Convert the items below into a two-column CSV with the header row instruction,output, giving one row per item. Place each item's text and its answer in a single double-quoted field apiece, and replace any line breaks with spaces.

"""

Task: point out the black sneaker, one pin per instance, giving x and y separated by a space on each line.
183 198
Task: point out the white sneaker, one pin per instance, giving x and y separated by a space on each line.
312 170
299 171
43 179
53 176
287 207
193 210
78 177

"""

§ Solved problem:
instruction,output
"Task: point out the black sneaker, one pin per instance, giving x and y separated by a space on each line.","183 198"
"Task: point out the white sneaker, one pin per instance, giving x and y separated by a space on each line.","312 170 299 171 43 179 53 176 287 207 193 210 78 177"